Problem
Every line from the line containing "the black front" through the final line below is to be repeated exactly; no other line is.
____ Material supplied
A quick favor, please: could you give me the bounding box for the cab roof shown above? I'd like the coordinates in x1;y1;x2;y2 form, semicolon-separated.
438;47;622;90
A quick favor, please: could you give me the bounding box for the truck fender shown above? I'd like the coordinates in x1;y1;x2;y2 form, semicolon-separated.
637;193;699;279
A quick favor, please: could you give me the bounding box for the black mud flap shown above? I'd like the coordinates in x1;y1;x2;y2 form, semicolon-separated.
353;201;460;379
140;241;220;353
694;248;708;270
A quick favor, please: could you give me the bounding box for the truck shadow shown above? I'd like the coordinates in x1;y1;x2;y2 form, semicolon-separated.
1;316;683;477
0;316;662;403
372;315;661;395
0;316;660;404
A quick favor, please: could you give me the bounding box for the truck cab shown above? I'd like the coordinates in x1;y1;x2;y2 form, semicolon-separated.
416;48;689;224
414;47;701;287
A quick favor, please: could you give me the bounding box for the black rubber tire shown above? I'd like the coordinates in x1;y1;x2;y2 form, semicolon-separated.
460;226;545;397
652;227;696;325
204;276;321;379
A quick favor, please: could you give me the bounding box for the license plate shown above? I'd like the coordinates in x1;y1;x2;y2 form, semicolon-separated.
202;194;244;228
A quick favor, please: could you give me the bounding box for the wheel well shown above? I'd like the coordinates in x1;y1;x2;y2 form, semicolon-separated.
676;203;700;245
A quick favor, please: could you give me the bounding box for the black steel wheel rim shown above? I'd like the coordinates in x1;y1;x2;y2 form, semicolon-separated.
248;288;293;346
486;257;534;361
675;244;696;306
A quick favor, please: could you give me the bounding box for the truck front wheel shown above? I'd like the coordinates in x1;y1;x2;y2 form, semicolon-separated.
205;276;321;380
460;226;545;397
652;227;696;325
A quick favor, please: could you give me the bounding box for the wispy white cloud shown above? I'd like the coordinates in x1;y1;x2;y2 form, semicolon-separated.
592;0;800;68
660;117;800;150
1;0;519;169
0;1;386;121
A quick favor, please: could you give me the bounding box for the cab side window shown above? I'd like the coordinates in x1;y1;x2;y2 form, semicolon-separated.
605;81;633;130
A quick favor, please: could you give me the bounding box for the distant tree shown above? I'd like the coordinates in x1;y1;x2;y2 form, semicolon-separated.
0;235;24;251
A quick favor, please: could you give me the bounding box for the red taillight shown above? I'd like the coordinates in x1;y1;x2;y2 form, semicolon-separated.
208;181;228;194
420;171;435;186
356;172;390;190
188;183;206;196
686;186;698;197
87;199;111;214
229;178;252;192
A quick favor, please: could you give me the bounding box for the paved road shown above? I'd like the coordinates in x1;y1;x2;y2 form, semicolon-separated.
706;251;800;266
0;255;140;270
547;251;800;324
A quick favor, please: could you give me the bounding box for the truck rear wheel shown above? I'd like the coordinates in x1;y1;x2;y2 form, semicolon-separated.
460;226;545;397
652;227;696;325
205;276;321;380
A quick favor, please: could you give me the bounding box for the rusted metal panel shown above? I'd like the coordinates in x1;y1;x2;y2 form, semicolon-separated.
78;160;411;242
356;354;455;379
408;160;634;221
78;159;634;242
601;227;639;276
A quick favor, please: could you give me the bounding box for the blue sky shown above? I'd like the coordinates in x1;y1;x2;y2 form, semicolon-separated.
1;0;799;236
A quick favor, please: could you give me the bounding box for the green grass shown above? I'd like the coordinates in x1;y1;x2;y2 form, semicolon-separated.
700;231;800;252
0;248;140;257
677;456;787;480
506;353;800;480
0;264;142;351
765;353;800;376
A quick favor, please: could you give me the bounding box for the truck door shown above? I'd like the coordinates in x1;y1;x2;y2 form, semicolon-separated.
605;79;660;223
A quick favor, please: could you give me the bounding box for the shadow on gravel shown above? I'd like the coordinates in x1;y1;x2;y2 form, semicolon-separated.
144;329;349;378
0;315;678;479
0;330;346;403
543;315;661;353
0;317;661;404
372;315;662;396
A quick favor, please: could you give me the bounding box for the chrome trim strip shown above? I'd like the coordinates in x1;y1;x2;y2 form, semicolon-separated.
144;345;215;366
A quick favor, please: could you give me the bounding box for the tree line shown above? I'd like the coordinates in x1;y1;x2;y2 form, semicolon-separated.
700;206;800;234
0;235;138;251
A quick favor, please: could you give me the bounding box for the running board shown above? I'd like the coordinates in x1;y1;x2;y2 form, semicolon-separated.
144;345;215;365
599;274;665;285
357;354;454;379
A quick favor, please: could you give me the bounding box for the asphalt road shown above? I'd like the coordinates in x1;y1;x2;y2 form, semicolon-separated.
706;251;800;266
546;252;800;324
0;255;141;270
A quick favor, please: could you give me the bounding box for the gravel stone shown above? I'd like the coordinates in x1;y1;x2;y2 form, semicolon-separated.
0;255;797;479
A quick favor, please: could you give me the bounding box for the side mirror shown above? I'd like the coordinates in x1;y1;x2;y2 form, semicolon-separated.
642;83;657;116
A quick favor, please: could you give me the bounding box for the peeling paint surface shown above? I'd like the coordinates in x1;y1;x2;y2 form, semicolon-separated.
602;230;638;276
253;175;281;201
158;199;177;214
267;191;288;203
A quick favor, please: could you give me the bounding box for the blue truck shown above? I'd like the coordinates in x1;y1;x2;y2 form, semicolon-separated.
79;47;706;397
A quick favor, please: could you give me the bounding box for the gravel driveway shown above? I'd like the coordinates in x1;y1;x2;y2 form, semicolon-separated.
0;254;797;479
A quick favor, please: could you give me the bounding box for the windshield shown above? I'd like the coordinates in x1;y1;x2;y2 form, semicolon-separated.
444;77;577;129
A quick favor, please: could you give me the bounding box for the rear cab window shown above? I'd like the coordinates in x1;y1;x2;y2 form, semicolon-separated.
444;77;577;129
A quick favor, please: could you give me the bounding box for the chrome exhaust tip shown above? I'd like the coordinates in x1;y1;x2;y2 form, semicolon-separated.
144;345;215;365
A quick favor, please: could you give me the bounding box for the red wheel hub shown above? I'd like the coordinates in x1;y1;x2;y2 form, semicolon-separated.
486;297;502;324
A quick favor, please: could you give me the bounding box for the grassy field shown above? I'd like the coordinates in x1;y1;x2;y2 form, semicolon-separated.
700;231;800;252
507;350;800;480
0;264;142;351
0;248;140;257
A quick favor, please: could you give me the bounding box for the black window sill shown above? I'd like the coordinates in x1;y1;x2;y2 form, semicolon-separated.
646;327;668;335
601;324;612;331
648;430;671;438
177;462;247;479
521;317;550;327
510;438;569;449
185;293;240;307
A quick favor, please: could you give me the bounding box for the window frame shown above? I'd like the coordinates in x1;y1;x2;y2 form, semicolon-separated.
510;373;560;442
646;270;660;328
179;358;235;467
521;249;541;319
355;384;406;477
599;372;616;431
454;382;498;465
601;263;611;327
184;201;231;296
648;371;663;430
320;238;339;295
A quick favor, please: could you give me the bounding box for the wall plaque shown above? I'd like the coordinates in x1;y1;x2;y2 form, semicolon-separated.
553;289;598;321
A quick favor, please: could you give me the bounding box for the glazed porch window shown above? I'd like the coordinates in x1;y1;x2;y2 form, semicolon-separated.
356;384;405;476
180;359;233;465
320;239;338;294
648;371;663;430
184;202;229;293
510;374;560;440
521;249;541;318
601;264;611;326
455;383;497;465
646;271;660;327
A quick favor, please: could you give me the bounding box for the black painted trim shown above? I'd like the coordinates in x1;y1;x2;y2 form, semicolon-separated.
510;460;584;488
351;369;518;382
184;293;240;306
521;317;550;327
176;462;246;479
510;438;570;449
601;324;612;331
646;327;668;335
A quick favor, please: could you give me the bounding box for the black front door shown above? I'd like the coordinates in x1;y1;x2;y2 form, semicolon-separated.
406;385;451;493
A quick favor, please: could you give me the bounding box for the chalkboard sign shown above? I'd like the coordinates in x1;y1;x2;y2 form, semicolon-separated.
________
Solution
A quick favor, please: could you give me the bounding box for the black front door shown above? I'd like the coordinates in x1;y1;x2;y2 form, semicolon-separated.
406;385;451;493
A quick favor, please: could you give me the bounding box for the chalkboard sign shown above? I'd like the coordinates in x1;y1;x2;y2 form, semicolon-separated.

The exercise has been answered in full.